◆ **TO DO**: Extract every line of the listing below and reproduce each one verbatim, in its original order.

◆ **DATASET ENTRIES**:
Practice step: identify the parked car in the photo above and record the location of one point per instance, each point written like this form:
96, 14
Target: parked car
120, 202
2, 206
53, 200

◆ **TASK RESPONSE**:
Practice step: identify the parked car in the photo above and record the location of one point per instance, each point written like this form:
96, 14
Target: parked car
120, 202
2, 206
53, 200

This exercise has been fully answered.